● **SET TASK**: Edit the entries from the line containing "[point] window reflection" through the end of the entries, replacing "ceiling fan" with "overhead fan" and leaving everything else unchanged.

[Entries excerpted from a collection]
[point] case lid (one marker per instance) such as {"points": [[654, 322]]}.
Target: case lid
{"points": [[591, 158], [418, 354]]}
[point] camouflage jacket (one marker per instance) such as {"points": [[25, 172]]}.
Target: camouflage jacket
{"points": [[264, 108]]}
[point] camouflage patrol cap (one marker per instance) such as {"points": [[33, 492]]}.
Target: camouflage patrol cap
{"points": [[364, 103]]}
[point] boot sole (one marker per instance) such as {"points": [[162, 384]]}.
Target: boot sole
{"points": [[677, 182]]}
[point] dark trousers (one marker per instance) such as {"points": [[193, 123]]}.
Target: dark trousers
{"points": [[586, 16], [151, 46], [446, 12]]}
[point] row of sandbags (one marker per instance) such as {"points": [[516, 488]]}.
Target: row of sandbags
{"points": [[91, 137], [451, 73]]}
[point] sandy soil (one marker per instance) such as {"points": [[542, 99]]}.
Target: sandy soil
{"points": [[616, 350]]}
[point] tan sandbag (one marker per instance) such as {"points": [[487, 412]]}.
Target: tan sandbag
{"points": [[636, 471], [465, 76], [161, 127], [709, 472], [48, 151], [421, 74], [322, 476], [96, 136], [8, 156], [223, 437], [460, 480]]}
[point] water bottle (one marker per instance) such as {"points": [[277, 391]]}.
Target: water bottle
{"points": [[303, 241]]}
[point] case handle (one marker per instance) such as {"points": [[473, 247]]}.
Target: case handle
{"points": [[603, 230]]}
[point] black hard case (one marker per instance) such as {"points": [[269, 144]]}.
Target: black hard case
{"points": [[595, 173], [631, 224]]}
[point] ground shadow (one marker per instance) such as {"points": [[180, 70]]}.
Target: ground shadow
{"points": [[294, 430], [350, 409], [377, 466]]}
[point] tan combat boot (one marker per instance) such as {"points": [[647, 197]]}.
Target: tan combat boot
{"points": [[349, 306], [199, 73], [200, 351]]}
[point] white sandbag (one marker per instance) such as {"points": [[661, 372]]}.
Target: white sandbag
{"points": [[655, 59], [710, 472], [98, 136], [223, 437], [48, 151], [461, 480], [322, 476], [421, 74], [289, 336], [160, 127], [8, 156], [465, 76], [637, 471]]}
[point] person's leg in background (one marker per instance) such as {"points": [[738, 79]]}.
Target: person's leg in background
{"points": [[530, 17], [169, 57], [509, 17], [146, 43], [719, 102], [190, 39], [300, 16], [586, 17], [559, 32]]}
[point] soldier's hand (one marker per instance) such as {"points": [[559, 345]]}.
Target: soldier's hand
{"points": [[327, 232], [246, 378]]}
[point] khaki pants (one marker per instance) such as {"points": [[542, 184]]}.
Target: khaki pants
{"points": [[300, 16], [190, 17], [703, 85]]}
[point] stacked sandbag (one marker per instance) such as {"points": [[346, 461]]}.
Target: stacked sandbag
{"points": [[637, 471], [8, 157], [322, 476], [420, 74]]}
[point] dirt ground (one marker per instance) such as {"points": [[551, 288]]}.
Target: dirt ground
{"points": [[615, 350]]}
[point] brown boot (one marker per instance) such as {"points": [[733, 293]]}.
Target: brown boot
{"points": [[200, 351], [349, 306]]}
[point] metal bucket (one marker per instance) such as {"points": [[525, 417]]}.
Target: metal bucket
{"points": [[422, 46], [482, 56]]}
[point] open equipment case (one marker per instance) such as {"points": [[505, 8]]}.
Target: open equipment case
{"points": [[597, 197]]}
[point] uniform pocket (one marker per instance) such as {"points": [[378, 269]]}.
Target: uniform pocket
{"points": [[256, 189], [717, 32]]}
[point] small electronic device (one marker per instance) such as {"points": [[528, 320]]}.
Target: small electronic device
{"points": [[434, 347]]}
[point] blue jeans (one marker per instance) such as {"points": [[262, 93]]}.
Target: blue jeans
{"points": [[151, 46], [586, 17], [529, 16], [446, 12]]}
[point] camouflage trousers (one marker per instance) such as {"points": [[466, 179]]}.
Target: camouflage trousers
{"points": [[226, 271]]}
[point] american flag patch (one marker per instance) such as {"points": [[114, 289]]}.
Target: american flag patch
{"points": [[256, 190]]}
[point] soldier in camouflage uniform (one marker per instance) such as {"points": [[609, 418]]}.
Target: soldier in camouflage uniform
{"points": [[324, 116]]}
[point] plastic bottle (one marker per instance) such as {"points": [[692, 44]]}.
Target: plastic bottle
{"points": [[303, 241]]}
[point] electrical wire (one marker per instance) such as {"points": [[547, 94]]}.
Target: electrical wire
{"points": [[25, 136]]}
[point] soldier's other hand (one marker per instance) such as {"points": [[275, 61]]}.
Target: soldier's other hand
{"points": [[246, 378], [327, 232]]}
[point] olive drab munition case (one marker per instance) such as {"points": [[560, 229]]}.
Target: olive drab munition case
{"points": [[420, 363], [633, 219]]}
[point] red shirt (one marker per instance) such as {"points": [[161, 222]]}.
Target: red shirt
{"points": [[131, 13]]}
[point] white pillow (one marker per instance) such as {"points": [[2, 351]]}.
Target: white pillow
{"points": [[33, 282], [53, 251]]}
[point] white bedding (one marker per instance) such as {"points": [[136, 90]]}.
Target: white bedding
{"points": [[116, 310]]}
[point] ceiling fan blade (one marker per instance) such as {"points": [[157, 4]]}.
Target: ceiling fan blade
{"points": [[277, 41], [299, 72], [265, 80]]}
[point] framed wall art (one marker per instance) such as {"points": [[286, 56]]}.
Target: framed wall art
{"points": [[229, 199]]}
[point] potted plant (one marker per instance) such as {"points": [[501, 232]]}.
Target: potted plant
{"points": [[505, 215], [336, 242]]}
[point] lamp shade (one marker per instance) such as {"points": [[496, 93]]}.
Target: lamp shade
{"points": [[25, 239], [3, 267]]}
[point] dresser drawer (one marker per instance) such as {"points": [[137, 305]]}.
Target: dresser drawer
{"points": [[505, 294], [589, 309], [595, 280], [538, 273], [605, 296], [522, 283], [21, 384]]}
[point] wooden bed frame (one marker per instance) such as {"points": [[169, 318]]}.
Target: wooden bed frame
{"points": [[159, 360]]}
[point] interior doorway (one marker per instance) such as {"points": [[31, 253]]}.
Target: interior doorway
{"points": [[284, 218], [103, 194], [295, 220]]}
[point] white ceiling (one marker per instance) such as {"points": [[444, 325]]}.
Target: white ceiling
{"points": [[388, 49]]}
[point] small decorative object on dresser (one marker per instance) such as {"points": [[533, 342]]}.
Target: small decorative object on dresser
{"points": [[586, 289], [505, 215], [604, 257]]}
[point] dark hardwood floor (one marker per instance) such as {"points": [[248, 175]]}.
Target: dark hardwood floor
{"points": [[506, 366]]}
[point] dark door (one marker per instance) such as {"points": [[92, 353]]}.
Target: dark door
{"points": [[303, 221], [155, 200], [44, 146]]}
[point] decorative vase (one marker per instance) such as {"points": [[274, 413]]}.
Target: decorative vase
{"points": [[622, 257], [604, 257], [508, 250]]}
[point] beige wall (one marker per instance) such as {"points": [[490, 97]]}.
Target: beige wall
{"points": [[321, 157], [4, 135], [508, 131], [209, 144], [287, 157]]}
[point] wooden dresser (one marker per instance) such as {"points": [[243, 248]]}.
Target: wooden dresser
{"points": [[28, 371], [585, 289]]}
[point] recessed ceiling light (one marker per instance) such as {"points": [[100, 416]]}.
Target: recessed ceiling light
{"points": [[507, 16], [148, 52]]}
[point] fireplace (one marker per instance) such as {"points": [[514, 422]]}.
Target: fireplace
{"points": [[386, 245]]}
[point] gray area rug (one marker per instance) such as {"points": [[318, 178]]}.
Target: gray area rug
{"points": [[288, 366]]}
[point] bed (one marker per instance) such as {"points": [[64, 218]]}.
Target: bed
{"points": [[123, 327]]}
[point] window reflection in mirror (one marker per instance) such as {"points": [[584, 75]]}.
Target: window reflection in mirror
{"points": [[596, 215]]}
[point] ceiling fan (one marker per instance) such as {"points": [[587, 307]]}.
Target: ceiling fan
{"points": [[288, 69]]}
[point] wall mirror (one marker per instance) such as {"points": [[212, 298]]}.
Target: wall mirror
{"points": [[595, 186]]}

● **PROBLEM SOLUTION**:
[point] window reflection in mirror (one marker per instance) such as {"points": [[584, 75]]}.
Target: window reflection in mirror
{"points": [[596, 215]]}
[point] overhead fan (one marker per instance) such as {"points": [[587, 307]]}.
Target: overhead fan
{"points": [[288, 69]]}
[point] wall mirror (one marker per instance) such as {"points": [[212, 298]]}.
Target: wall mirror
{"points": [[595, 186]]}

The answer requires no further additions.